-- GIVEN PROBLEM A --
In the entries, restate the part that opens with the line containing "it: point(224, 491)." and closes with the line containing "point(658, 283)", renaming "orange head" to "rust-colored head" and keeping everything else the same.
-- GIVEN PROBLEM B --
Write the next part of the passage on the Bieganski stereotype, starting after its final sentence.

Bieganski is related to an American stereotype of rural and working class WASPs, variously identified as trailer trash, rednecks, white trash or hillbillies. Former WASP farm boy Edwin Markham's 1899 poem "The Man with a Hoe" economically conveys the terror and disgust that rural laborers arouse in their betters. Markham refers to the peasant depicted in Jean Francois Millet's controversial 1862 painting "The Man with a Hoe" as "stolid and stunned, a brother to the ox … a monstrous thing distorted and soul-quenched … this dumb Terror shall rise to judge the world." There has been some conflation of the white trash and Bieganski stereotypes. Oklahoma-born poet Lloyd Van Brunt referred to all of America's poor whites as the "the Polish-joke class." The films "A Streetcar Named Desire" and "Monster's Ball" made their thuggish, working class, Southern characters Poles, though in reality there are relatively few Poles in the American South; most white Southern working people are WASPs.

-- DATA TO PROCESS --
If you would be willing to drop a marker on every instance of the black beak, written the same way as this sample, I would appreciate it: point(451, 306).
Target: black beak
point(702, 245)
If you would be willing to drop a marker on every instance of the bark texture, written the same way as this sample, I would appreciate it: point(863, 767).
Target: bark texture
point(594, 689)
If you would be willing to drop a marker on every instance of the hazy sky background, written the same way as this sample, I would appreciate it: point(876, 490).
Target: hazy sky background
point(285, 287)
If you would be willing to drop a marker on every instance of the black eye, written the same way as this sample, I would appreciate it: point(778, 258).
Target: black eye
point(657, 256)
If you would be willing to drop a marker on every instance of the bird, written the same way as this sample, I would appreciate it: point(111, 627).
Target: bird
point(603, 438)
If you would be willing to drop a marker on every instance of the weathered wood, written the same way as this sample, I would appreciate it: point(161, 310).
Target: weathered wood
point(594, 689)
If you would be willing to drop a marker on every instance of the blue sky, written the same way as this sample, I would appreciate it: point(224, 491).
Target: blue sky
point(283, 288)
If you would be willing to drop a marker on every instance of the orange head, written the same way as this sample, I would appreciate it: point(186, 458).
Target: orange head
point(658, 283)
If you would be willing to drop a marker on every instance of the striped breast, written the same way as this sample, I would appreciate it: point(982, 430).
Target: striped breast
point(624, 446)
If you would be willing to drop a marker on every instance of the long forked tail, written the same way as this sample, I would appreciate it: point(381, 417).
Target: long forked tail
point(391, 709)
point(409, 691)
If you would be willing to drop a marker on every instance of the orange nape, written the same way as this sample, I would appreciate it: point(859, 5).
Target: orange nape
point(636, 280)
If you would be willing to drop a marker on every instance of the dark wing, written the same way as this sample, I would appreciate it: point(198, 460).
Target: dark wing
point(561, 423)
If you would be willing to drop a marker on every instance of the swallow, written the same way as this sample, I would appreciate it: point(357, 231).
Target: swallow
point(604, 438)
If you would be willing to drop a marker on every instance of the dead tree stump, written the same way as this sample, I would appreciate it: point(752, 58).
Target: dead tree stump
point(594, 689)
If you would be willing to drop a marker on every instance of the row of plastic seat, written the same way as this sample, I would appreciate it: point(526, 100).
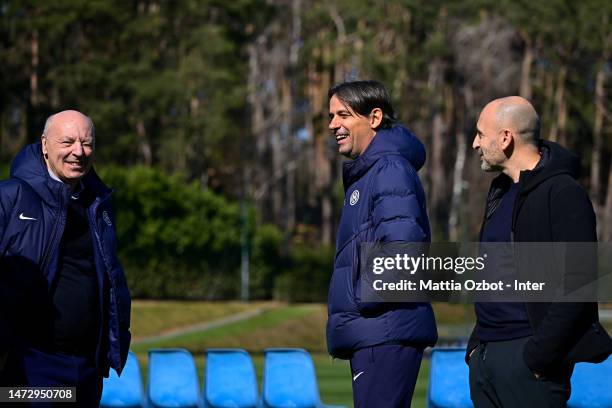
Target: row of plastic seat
point(449, 385)
point(289, 380)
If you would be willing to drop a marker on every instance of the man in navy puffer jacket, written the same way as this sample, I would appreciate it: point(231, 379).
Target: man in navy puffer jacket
point(384, 202)
point(64, 302)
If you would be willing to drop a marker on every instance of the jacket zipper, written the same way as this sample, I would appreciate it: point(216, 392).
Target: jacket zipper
point(54, 233)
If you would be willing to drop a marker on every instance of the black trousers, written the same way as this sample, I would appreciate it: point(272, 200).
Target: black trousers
point(500, 378)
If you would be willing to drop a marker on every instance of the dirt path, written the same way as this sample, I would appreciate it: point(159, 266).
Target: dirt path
point(200, 326)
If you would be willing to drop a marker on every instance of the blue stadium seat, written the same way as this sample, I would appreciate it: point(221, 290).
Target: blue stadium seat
point(592, 385)
point(125, 391)
point(173, 379)
point(449, 384)
point(229, 379)
point(289, 379)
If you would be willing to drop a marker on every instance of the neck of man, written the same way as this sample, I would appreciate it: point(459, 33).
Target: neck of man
point(523, 158)
point(54, 176)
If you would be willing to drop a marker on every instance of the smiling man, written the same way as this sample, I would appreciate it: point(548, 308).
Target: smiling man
point(384, 203)
point(523, 354)
point(63, 296)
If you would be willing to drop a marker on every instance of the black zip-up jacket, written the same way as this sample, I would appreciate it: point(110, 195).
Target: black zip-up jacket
point(551, 206)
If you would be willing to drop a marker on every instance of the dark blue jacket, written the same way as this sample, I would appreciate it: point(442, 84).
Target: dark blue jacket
point(29, 251)
point(384, 202)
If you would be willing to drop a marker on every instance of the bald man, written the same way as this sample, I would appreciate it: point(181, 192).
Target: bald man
point(523, 354)
point(63, 295)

-- FINAL ANSWER A --
If you would be willing to drop a marker on every instance of the blue sky, written the same way as this sample, I would appreciate it: point(224, 491).
Target: blue sky
point(283, 288)
If you would be willing to drop a marker on every instance of the rust-colored head, written the same way as this sample, I would appreciate it: point(186, 458).
Target: rust-colored head
point(658, 283)

-- FINAL ANSWER B --
In 2008, during a closed fundraising event on Millionaire's Row in San Francisco, presidential candidate Barack Obama made comments widely interpreted to mean that Pennsylvania's and the Midwest's rural and working-class whites are particularly religious, unintelligent, racist, and dangerous. One blogger paraphrased Obama's comment as directed against: "Corncob-Smokin', Banjo-Strokin', Chicken-Chokin', Cousin-Pokin', Inbred, Hillbilly, Racist, Morons" (Ace). This list of attributes corresponds with the white trash, WASP stereotype. A frequently-cited essay understood Obama's comments as directed against Bohunks, a large percentage of Pennsylvania's and the Midwest's working class: "You're talking about white people who have neither the family connections nor the racial credentials to gain entrance to the world that you inhabit. Many of the people you're talking about are those whose parents, grandparents, and great-grandparents were immigrants from Central and Eastern Europe who came to these places to work in steel mills, coal mines, and factories" (Grabar).

"Bieganski" is the name of an anti-Semitic Polish character in American novelist William Styron's critically and popularly successful 1979 novel Sophie's Choice. The term is used here as one would use "Sambo" or "Shylock." Using the name of a grotesquely stereotyped fictional character helps to communicate that these are not images of real people, or even snapshots of representatives of real peoples, but, rather, the distorted brainchildren of their creators. Stereotypes of Poles and Jews interdigitate; their qualities are complementary opposites. Where Bieganski is poor, stupid and physically expressive, moneyed Shylock is excessively intelligent and inadequate in his meager physicality.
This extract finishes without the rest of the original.